DATA SUPPLIED
::::::::

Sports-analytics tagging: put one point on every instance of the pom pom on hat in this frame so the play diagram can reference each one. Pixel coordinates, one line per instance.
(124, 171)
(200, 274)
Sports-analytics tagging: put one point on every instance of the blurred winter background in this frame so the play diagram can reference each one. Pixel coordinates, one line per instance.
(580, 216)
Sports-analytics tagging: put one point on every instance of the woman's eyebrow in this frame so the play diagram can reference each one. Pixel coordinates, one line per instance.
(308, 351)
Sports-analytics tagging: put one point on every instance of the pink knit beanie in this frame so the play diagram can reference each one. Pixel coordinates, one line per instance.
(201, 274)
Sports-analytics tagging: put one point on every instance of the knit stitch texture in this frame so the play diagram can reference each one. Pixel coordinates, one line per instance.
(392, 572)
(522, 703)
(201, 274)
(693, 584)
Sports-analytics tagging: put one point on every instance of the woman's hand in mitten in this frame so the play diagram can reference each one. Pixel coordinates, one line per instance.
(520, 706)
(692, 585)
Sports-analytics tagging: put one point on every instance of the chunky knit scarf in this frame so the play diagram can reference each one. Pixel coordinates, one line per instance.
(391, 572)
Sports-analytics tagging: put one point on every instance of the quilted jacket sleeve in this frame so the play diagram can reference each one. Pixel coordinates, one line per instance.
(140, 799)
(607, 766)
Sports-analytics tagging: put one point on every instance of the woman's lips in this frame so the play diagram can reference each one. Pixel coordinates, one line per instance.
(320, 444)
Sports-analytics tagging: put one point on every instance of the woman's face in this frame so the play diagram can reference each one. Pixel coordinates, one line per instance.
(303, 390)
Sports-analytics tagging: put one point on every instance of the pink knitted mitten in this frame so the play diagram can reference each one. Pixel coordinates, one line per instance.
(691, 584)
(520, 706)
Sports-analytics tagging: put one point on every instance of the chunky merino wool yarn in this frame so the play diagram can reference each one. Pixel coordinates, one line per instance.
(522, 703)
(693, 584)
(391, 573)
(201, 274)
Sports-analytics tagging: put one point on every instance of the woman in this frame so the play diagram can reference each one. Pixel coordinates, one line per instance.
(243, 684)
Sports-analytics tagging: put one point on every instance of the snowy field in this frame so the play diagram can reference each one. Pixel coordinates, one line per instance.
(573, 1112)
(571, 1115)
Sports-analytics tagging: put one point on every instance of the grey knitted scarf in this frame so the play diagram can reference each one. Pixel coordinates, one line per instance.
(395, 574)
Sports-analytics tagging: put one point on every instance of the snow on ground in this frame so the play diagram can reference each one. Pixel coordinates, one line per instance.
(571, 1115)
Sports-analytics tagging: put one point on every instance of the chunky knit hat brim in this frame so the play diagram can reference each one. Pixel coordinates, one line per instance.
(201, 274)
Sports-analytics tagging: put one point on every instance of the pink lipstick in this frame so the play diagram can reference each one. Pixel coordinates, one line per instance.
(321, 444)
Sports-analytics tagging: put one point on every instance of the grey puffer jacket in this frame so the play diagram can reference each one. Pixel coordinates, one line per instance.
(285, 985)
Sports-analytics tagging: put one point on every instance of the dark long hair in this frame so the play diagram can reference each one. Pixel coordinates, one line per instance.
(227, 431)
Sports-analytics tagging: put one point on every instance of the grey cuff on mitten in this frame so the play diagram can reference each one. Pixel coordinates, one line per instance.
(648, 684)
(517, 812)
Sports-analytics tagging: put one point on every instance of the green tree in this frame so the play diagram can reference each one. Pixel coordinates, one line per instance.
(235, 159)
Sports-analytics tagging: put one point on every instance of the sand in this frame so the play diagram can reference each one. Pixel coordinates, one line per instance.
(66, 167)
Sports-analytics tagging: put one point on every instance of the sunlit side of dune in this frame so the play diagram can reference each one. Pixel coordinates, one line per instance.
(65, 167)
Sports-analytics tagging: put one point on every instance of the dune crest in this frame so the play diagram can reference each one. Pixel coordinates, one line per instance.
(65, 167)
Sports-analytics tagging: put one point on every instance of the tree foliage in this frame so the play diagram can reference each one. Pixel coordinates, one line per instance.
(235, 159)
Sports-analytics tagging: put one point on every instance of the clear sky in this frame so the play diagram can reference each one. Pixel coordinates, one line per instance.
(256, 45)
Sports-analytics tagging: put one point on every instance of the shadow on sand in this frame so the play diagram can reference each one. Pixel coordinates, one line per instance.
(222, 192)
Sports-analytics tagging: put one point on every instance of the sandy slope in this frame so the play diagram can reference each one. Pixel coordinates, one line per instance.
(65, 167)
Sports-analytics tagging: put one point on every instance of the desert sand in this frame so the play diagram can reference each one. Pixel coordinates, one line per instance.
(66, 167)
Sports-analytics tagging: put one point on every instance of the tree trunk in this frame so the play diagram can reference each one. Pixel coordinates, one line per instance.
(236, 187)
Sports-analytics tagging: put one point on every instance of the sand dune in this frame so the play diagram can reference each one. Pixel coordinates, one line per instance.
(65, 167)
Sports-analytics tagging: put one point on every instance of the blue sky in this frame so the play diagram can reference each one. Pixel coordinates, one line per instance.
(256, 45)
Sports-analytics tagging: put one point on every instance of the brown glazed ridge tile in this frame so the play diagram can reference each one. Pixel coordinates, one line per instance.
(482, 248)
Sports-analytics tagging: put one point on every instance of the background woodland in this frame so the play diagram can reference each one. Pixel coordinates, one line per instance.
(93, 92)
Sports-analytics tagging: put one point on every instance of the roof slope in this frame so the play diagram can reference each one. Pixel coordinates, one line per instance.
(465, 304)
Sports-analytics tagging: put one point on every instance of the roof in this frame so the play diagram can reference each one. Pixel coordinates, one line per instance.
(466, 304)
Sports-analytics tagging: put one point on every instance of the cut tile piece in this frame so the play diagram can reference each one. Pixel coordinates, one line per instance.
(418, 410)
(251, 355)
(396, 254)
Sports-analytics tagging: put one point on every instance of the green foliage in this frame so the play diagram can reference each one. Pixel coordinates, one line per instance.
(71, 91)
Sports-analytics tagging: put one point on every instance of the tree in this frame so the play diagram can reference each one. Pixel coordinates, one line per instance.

::::::::

GIVEN EXERCISE
Each record must be returned exactly as it is written.

TASK SOLUTION
Sports-analytics tagging: put one point on every instance of the pom pom on hat in this frame so the play diagram can reference each one. Pixel coordinates, one line per instance.
(124, 171)
(200, 274)
Sports-analytics tagging: put one point on every instance of the blurred winter background in this frame so the play diagram can reference each one. Pixel coordinates, one line per instance.
(580, 216)
Sports-analytics tagging: put one point on every instance of the woman's eyebrow in this frame so the play diagram can reference each one. Pixel coordinates, one line per instance.
(308, 351)
Sports-analytics tagging: put one point on every instance of the pink knit beanie in this frame so the play diagram can reference each one. Pixel coordinates, one line per instance.
(201, 274)
Sports-analytics tagging: put one point on every instance of the knit stitch texture in this frame so the play diagram can reference each one. Pixel coordinates, one line per instance.
(392, 572)
(522, 703)
(201, 274)
(693, 584)
Sports-analytics tagging: put one point on every instance of the woman's hand in mitten in this frame so the play diagram can reference each one. Pixel coordinates, one line per instance.
(520, 706)
(692, 585)
Sports-analytics tagging: put one point on every instance of the chunky knit scarf in this frame so the play diagram can reference each one. Pixel coordinates, one line per instance.
(391, 572)
Sports-analytics tagging: put one point on every instance of the quilted jacket sleeve in this frame so the play diagram can reference each one. Pixel coordinates, one line per instance.
(140, 799)
(607, 766)
Sports-analytics tagging: put one point on every instance of the woman's lips in this frame so the play diagram can reference each one. Pixel coordinates, one line per instance.
(320, 444)
Sports-analytics tagging: put one point on every instance of the woman's face in this frame so the play diagram can reference each one. Pixel coordinates, one line per instance.
(303, 390)
Sports-analytics tagging: put one point on every instance of the pink knitted mitten in this frame so the play diagram can reference each one. Pixel coordinates, one line per instance.
(691, 584)
(520, 706)
Sports-analytics tagging: put one point on every instance of the chunky merino wool yarn in this frame so the play diagram can reference each one. Pixel coordinates, one line per instance.
(522, 703)
(693, 584)
(391, 573)
(201, 274)
Sports-analytics tagging: put one point on every instance of the woman in this frame so the play diagram can reference each one. Pixel coordinates, one line per instance.
(243, 684)
Sports-analytics tagging: put one point on every instance of the snowy field in this frame so the play diagram can reference each one. Pixel coordinates, one line per instance.
(573, 1112)
(571, 1115)
Sports-analytics tagging: put one point on every instance of the grey knitted scarf in this frame so the play diagram can reference each one. Pixel coordinates, one line per instance.
(395, 574)
Sports-analytics tagging: put one point on every instance of the snow on ground in this frame so the play diagram can reference each one. Pixel coordinates, one line per instance.
(571, 1115)
Sports-analytics tagging: put one point on every instance of the chunky knit hat brim in this frame so the play diagram can reference each one. Pixel coordinates, one line per instance.
(201, 274)
Sports-analytics tagging: put one point on every instance of the pink lipstick in this frame so the play diagram can reference each one. Pixel coordinates, one line per instance.
(321, 444)
Sports-analytics tagging: put one point on every instance of the grey puffer jacket in this frame so the play diagram can reference each one. Pixel coordinates, one line per instance.
(285, 985)
Sports-analytics tagging: put one point on every instance of the dark long hair in this frame so the play diagram can reference each one. Pixel coordinates, one line per instance.
(227, 431)
Sports-analytics tagging: put one point on every instance of the grey cuff on mitten in this frame so the play diagram can reference each one. Pixel coordinates, one line per instance.
(648, 684)
(517, 812)
Sports-analytics tagging: put one point on every instance of the green tree in this frame so the play diagram can reference each one. Pixel coordinates, one line per instance.
(235, 159)
Sports-analytics tagging: put one point on every instance of the sand in this frame so the play diagram can reference each one. Pixel coordinates, one line per instance.
(66, 167)
Sports-analytics tagging: put one point on every instance of the sunlit side of dune in this frame so the play diagram can reference each one. Pixel coordinates, one line per instance.
(65, 167)
Sports-analytics tagging: put one point on every instance of the dune crest in this frame so the play diagram can reference each one. Pixel coordinates, one line per instance.
(65, 167)
Sports-analytics tagging: put one point on every instance of the tree foliage in this frame so the play diagram can reference each one. Pixel coordinates, one line per instance.
(235, 159)
Sports-analytics tagging: put one point on every instance of the clear sky in this frame so the play diagram can reference each one. Pixel coordinates, one line per instance.
(256, 45)
Sports-analytics tagging: put one point on every instance of the shadow on sand in this frame so the play diagram can reference each one. Pixel coordinates, one line per instance.
(222, 192)
Sports-analytics tagging: put one point on every instance of the sandy slope in this frame so the play diagram can reference each one. Pixel coordinates, one line per instance.
(65, 167)
Sports-analytics tagging: put one point on every instance of the desert sand in this frame so the play diagram can reference each one. Pixel coordinates, one line per instance.
(66, 167)
Sports-analytics tagging: put one point on every instance of the tree trunk in this frame so the play diagram can reference each one. Pixel coordinates, one line per instance.
(236, 187)
Sports-analytics tagging: put one point on every instance of the sand dune in this frame so the play diagram can reference each one. Pixel coordinates, one line per instance.
(65, 167)
Sports-analytics tagging: put one point on every instance of the blue sky in this frame so the play diagram can reference each one. Pixel coordinates, one line per instance.
(256, 45)
Sports-analytics tagging: put one point on every instance of the brown glazed ridge tile in this frame so the play diagram can reference each one. Pixel coordinates, one line per instance.
(482, 248)
Sports-analytics tagging: put one point on every instance of the background woodland in this frame so the play diagram can reference each one. Pixel coordinates, one line per instance.
(93, 92)
Sports-analytics tagging: put one point on every instance of the roof slope in this frame so the play diagram can reference each one. Pixel coordinates, one line per instance.
(465, 304)
Sports-analytics tagging: put one point on every instance of the roof in this frame so the play diagram can reference each one. Pixel coordinates, one line per instance.
(466, 304)
Sports-analytics tagging: put one point on every instance of the cut tile piece in this frame so the play diagram can reference each one. Pixel coordinates, one line per instance.
(418, 410)
(251, 355)
(396, 254)
Sports-analytics tagging: put one point on every instance of the green foliage in this frame so the play diagram can reference each one. Pixel coordinates, one line per instance.
(71, 91)
Sports-analytics tagging: put one point on every instance of the tree in this frame so the play diagram can reference each one. Pixel coordinates, one line per instance.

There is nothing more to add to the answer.